- **Task description**
Print out the full material below, exact in every line, with no images included.

- **Source data**
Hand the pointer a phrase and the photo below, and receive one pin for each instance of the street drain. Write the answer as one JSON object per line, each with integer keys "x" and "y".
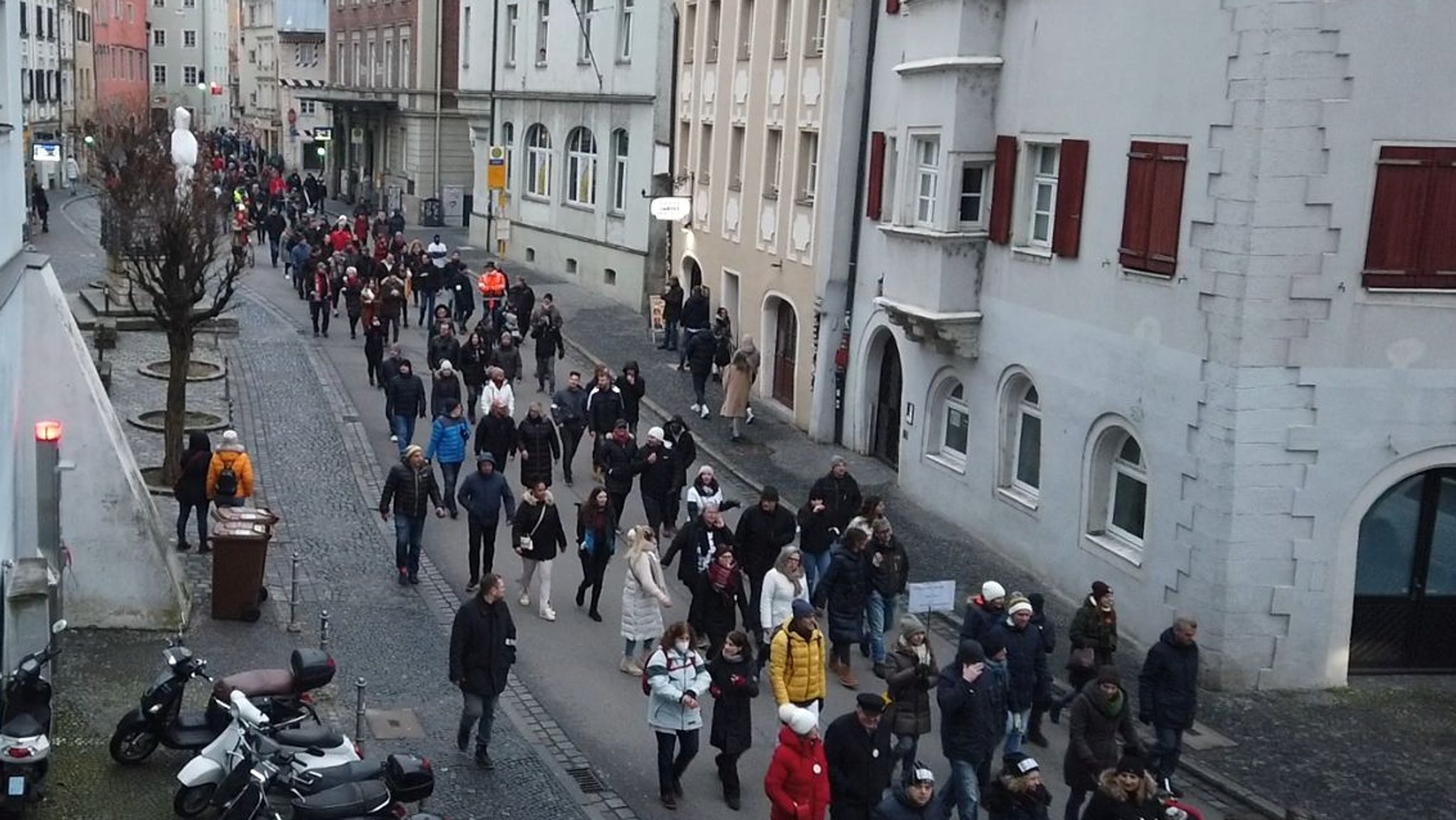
{"x": 587, "y": 779}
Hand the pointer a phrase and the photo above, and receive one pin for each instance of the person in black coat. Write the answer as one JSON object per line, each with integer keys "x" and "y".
{"x": 858, "y": 747}
{"x": 482, "y": 650}
{"x": 191, "y": 489}
{"x": 736, "y": 685}
{"x": 1168, "y": 695}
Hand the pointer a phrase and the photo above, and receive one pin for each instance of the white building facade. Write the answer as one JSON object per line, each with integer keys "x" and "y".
{"x": 582, "y": 107}
{"x": 1161, "y": 294}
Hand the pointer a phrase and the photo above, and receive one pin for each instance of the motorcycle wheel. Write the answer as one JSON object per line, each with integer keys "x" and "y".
{"x": 193, "y": 802}
{"x": 132, "y": 745}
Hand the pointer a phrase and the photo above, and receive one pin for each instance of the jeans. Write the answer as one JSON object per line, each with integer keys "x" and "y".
{"x": 408, "y": 531}
{"x": 478, "y": 710}
{"x": 184, "y": 508}
{"x": 880, "y": 612}
{"x": 963, "y": 792}
{"x": 405, "y": 430}
{"x": 449, "y": 475}
{"x": 670, "y": 770}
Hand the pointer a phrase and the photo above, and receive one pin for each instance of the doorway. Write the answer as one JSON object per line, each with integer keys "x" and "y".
{"x": 1406, "y": 579}
{"x": 884, "y": 442}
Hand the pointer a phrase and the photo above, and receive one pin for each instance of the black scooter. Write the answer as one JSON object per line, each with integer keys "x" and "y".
{"x": 282, "y": 693}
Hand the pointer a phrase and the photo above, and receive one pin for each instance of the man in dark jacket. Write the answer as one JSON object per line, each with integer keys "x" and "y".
{"x": 411, "y": 487}
{"x": 860, "y": 760}
{"x": 482, "y": 649}
{"x": 405, "y": 401}
{"x": 1168, "y": 695}
{"x": 764, "y": 529}
{"x": 972, "y": 724}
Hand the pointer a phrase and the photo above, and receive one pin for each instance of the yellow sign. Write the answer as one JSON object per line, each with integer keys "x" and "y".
{"x": 496, "y": 168}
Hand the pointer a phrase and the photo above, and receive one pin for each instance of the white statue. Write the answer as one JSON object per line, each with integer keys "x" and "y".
{"x": 184, "y": 149}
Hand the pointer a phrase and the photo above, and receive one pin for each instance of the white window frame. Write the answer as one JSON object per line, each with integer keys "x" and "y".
{"x": 582, "y": 168}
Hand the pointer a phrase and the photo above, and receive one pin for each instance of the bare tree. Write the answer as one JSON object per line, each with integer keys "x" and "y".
{"x": 171, "y": 250}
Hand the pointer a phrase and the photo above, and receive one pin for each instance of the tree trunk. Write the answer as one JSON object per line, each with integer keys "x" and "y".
{"x": 179, "y": 346}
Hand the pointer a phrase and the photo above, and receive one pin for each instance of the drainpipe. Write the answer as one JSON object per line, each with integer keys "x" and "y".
{"x": 857, "y": 228}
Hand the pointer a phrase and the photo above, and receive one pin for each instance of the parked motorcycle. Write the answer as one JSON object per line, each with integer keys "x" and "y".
{"x": 25, "y": 729}
{"x": 282, "y": 693}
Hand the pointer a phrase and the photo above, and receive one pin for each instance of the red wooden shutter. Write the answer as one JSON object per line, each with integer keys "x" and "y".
{"x": 1004, "y": 190}
{"x": 874, "y": 196}
{"x": 1072, "y": 179}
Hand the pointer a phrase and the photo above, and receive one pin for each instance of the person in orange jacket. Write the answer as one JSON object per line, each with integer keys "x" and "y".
{"x": 230, "y": 474}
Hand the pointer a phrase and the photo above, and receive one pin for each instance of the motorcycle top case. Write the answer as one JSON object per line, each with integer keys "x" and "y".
{"x": 311, "y": 669}
{"x": 410, "y": 778}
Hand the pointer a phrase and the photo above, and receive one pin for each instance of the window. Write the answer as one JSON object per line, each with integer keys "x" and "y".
{"x": 582, "y": 168}
{"x": 619, "y": 171}
{"x": 537, "y": 161}
{"x": 1413, "y": 219}
{"x": 928, "y": 178}
{"x": 808, "y": 165}
{"x": 542, "y": 29}
{"x": 772, "y": 162}
{"x": 625, "y": 9}
{"x": 513, "y": 25}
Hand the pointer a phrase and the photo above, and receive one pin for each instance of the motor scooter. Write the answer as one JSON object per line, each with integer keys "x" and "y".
{"x": 204, "y": 774}
{"x": 282, "y": 693}
{"x": 25, "y": 729}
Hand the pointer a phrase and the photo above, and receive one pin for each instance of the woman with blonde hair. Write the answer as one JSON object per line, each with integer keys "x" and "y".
{"x": 644, "y": 595}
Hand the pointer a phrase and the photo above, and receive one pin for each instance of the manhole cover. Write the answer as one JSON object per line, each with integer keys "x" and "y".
{"x": 393, "y": 724}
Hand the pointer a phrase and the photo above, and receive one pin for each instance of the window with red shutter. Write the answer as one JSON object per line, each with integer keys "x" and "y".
{"x": 1152, "y": 210}
{"x": 874, "y": 196}
{"x": 1413, "y": 220}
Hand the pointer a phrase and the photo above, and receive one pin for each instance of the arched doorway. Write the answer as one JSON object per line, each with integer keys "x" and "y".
{"x": 1406, "y": 579}
{"x": 884, "y": 437}
{"x": 785, "y": 351}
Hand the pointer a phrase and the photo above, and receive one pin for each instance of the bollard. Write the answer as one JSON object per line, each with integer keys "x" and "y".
{"x": 293, "y": 599}
{"x": 358, "y": 714}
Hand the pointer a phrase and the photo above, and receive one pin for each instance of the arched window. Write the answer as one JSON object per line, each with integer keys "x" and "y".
{"x": 619, "y": 171}
{"x": 537, "y": 161}
{"x": 582, "y": 168}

- **Output**
Hand the pointer a phrase and the photo below, and receive one pin for each instance of the street drain. Write the answer as one JSON object per line, each with integer keys "x" and "y".
{"x": 587, "y": 779}
Hand the pointer a phrase and the photo above, and receive one pin for each instance of the person in black coat. Write the answer as one JSON object per line, each with integer keys "x" and "y".
{"x": 858, "y": 747}
{"x": 482, "y": 650}
{"x": 191, "y": 489}
{"x": 736, "y": 685}
{"x": 1168, "y": 695}
Hand the pointer a phrase and the photo above, and receive one pin for each instance of the white building facade. Write the answer as one JSON object per line, each with integer keys "x" and "y".
{"x": 582, "y": 107}
{"x": 1161, "y": 294}
Hand the pointer a phrase and the photo above, and receive one pin for each instance of the motorcycle wheel. Write the answer as one JSON object per line, each with integer keys "x" and "y".
{"x": 193, "y": 802}
{"x": 132, "y": 745}
Hand the pointer a phrase and the photo above, and receive one pin for each instance of the jeans. Write the answer as one JSON object per line, each with integer keys "x" and "y".
{"x": 408, "y": 531}
{"x": 478, "y": 710}
{"x": 184, "y": 508}
{"x": 880, "y": 612}
{"x": 963, "y": 792}
{"x": 405, "y": 430}
{"x": 449, "y": 475}
{"x": 670, "y": 770}
Hand the pointer a phrase and the photo above, and receive one pin for each instance of the doorway. Write the answer as one JSON object per line, each with integer keys "x" and "y".
{"x": 1406, "y": 579}
{"x": 884, "y": 442}
Hand the pointer a phrase and the photo above, and receive one pin for each instance of the black scooter. Write the answer as one JSON object per line, each with integer keys "x" and "y".
{"x": 282, "y": 693}
Hand the pointer a phrase and the photo above, and receive one pin for each instance of the man in dark jacket. Write the answer as one JSON object per line, each with integer keys "x" and "y".
{"x": 411, "y": 487}
{"x": 860, "y": 760}
{"x": 482, "y": 649}
{"x": 405, "y": 401}
{"x": 1168, "y": 695}
{"x": 764, "y": 529}
{"x": 972, "y": 724}
Hand the pointer a phrase and the photo above, and receive one pin for each instance of the yellow sign. Write the answer as one JSON object per line, each with integer keys "x" and "y".
{"x": 496, "y": 168}
Hand the pointer a phrase and the photo above, and receive one pin for each instance of the white statue. Write the answer as one JSON object per line, each with integer keys "x" and "y".
{"x": 184, "y": 149}
Hand the pointer a phrase and the photo above, and receive one pin for each instance of the white window frame. Write the answer as one JSON object per line, each with integer keys "x" and "y".
{"x": 582, "y": 168}
Hand the pointer a phrase and the photo above, and receive one pin for each instance of the bare tree. Write the answer as one JSON object per line, each with integer keys "x" and "y".
{"x": 171, "y": 250}
Hand the pointer a phrase and the photo above, and receive one pin for each instance of the tree trunk. Write the answer as one JSON object per line, each with integer keys "x" and "y".
{"x": 179, "y": 346}
Hand the pointer a phrase and the photo above, and receive one pin for each instance of the drainpipe. Write the answer as one JSON object per line, each with integer keys "x" and "y".
{"x": 857, "y": 228}
Hand the pointer a phrase and the photo above, and receive one pin for each instance of the parked motorcycle. Write the answer as one JSON object per line, each with integer keys "x" and "y".
{"x": 25, "y": 729}
{"x": 282, "y": 693}
Hand the pointer a phrase and the photo above, and receive one pin for each instance of the red wooden shutter. Write the answer as one JSON object per line, each with integer keys "x" and "y".
{"x": 1004, "y": 190}
{"x": 874, "y": 196}
{"x": 1072, "y": 179}
Hand the pointer a phrase and the photo above, and receive one pin for each instance of the person in orange jacket. Write the answer as one JSON object per line, each with integer keys "x" and "y".
{"x": 230, "y": 474}
Hand the pointer a phrase and the photo above, and receive one pin for each instance of the motorcycle top case. Write the answer as one JSON object per line, each with integer keys "x" and "y".
{"x": 311, "y": 669}
{"x": 410, "y": 778}
Hand the pointer a phrase and the photo above, and receive one pin for each instance of the window. Write the answer as one JSON object per line, each with integer keys "x" and "y".
{"x": 582, "y": 168}
{"x": 619, "y": 171}
{"x": 537, "y": 161}
{"x": 1413, "y": 219}
{"x": 928, "y": 178}
{"x": 808, "y": 165}
{"x": 542, "y": 29}
{"x": 772, "y": 162}
{"x": 625, "y": 9}
{"x": 513, "y": 25}
Hand the pointer a phrase and the photo above, and receive one pin for each instance of the motor scooter. Write the answer as one JSON object per line, each with integer keys "x" and "y".
{"x": 204, "y": 774}
{"x": 282, "y": 693}
{"x": 25, "y": 729}
Hand the pointer a phrase and the photo above, and receive one pin for each instance of the woman with blonde hair. Write the answer as one JSON object per line, each with integer keys "x" and "y".
{"x": 644, "y": 595}
Hand the pointer a phrase and the photo above, and receive one pin for each instance of the manhole cover. Write the answer as one JSON object per line, each with integer keys "x" and "y".
{"x": 393, "y": 724}
Hand the pointer a phrase and the photo above, and receive one pin for each instance of the window with red shutter. Write the answer as one JSON object per line, each with integer keys "x" and "y".
{"x": 1152, "y": 210}
{"x": 874, "y": 196}
{"x": 1413, "y": 220}
Hand the pointer a phrase and the photo above, and receive one pin for each instance of the arched doorway. Write the answer as one JSON object per line, each with integer keys "x" and "y".
{"x": 1406, "y": 579}
{"x": 884, "y": 437}
{"x": 785, "y": 351}
Hand the pointer a phrase and the photo above, and receive one pin for each instance of the bollard. Write the answer as one JSON object per line, each with integer keys "x" and "y".
{"x": 293, "y": 599}
{"x": 358, "y": 714}
Hand the pointer a phrase and the photo above, and receive one pin for each instance of the arched window. Write the answer as one JSON object per line, each with integer keys "x" and "y".
{"x": 619, "y": 171}
{"x": 537, "y": 161}
{"x": 582, "y": 168}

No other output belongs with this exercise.